== PROVIDED RECORDS ==
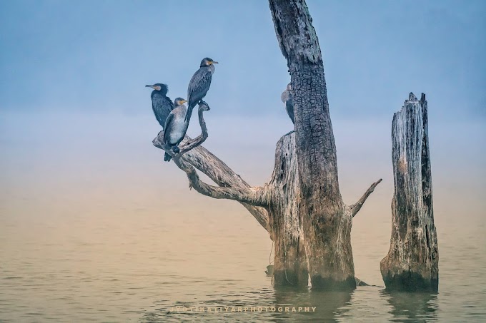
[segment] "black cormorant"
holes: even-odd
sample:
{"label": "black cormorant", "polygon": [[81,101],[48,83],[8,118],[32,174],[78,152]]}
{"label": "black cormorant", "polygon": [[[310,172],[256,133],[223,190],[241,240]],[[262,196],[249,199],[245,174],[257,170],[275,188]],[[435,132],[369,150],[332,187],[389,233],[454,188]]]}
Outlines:
{"label": "black cormorant", "polygon": [[[184,103],[186,102],[187,101],[182,98],[174,100],[175,108],[169,113],[164,127],[164,143],[169,145],[174,153],[179,153],[177,145],[184,139],[189,127],[189,121],[185,120],[187,108]],[[170,161],[171,158],[171,155],[166,153],[164,160]]]}
{"label": "black cormorant", "polygon": [[189,108],[186,121],[189,122],[191,119],[191,114],[194,106],[206,96],[209,86],[211,86],[211,78],[214,73],[214,65],[218,62],[207,57],[201,61],[199,69],[192,76],[191,81],[187,88],[187,101]]}
{"label": "black cormorant", "polygon": [[174,104],[171,99],[167,97],[167,91],[169,88],[166,84],[162,84],[157,83],[153,86],[145,86],[147,88],[152,88],[152,91],[150,97],[152,99],[152,110],[154,111],[154,114],[155,118],[160,123],[160,125],[165,125],[165,121],[170,113],[170,111],[174,109]]}
{"label": "black cormorant", "polygon": [[287,88],[282,93],[282,102],[285,103],[285,110],[287,110],[287,114],[290,117],[292,123],[295,124],[294,121],[294,102],[293,97],[292,94],[292,83],[289,83],[287,86]]}

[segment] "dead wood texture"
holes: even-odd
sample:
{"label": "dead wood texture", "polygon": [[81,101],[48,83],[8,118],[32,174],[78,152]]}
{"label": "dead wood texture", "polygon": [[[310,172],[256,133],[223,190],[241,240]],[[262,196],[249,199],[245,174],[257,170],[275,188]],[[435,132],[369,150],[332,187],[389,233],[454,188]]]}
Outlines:
{"label": "dead wood texture", "polygon": [[299,177],[298,213],[311,282],[313,287],[354,289],[351,227],[352,217],[362,202],[348,207],[339,192],[336,145],[317,36],[304,0],[269,2],[292,78]]}
{"label": "dead wood texture", "polygon": [[[277,144],[270,181],[250,187],[200,145],[207,138],[202,113],[209,108],[199,106],[202,134],[195,140],[187,137],[179,153],[169,153],[187,175],[189,187],[239,202],[267,230],[275,243],[276,286],[307,286],[310,275],[313,288],[354,289],[352,217],[381,180],[355,204],[343,202],[322,59],[305,1],[269,0],[269,4],[289,68],[296,127]],[[162,138],[161,132],[154,145],[167,152]],[[202,182],[196,170],[217,186]]]}
{"label": "dead wood texture", "polygon": [[392,123],[395,193],[390,251],[380,263],[390,290],[437,292],[439,250],[434,225],[425,95],[410,93]]}

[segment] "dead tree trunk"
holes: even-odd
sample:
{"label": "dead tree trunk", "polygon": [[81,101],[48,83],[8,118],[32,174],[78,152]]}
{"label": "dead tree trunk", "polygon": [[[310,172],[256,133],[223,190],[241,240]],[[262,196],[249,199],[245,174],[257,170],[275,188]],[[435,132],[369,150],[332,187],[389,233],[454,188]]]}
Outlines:
{"label": "dead tree trunk", "polygon": [[293,132],[277,143],[275,167],[267,189],[275,244],[274,284],[307,286],[309,272],[299,220],[299,173]]}
{"label": "dead tree trunk", "polygon": [[[283,136],[269,183],[250,187],[200,145],[207,138],[200,106],[202,134],[187,138],[174,154],[163,132],[153,143],[172,156],[187,175],[189,187],[214,198],[243,204],[275,243],[275,285],[352,289],[356,286],[351,251],[352,217],[381,180],[355,204],[341,198],[324,68],[317,38],[304,0],[270,0],[275,30],[290,68],[295,133]],[[218,186],[203,183],[196,169]]]}
{"label": "dead tree trunk", "polygon": [[439,251],[434,225],[425,95],[413,93],[392,123],[395,194],[390,251],[380,263],[387,289],[437,291]]}
{"label": "dead tree trunk", "polygon": [[350,235],[354,214],[339,192],[336,145],[317,36],[304,0],[269,0],[269,5],[292,78],[299,214],[311,282],[313,287],[354,289]]}

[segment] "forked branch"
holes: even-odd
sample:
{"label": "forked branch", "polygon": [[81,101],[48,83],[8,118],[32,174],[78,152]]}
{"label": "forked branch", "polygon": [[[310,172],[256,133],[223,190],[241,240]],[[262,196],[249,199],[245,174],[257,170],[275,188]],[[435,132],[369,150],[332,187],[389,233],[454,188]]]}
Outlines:
{"label": "forked branch", "polygon": [[[189,185],[194,187],[198,193],[214,198],[228,198],[241,202],[258,222],[270,232],[272,230],[269,225],[267,208],[257,206],[266,206],[263,199],[264,195],[261,193],[263,189],[252,188],[219,158],[201,145],[208,137],[203,112],[209,110],[205,103],[202,103],[198,111],[202,130],[200,135],[194,139],[186,135],[178,153],[174,153],[170,147],[164,143],[164,131],[159,133],[157,137],[154,139],[154,145],[171,155],[177,167],[187,174]],[[195,168],[207,175],[219,185],[219,188],[202,182]],[[232,190],[224,191],[219,190],[220,188]]]}

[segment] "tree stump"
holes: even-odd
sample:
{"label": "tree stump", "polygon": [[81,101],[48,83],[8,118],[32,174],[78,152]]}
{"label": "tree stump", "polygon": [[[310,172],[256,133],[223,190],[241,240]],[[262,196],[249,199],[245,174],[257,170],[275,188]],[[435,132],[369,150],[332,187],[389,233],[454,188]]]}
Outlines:
{"label": "tree stump", "polygon": [[388,255],[380,262],[389,290],[438,289],[427,108],[425,95],[419,101],[411,93],[393,116],[392,237]]}

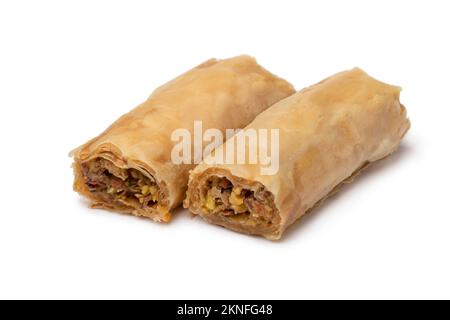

== WHAT THE EXERCISE ASKS ==
Pick out each line in the records above that contains the string "segment" and copy those lines unchanged.

== SOLVED EXERCISE ==
[segment] "black cormorant"
[segment] "dead wood texture"
[segment] "dead tree trunk"
[segment] "forked branch"
[segment] "tree stump"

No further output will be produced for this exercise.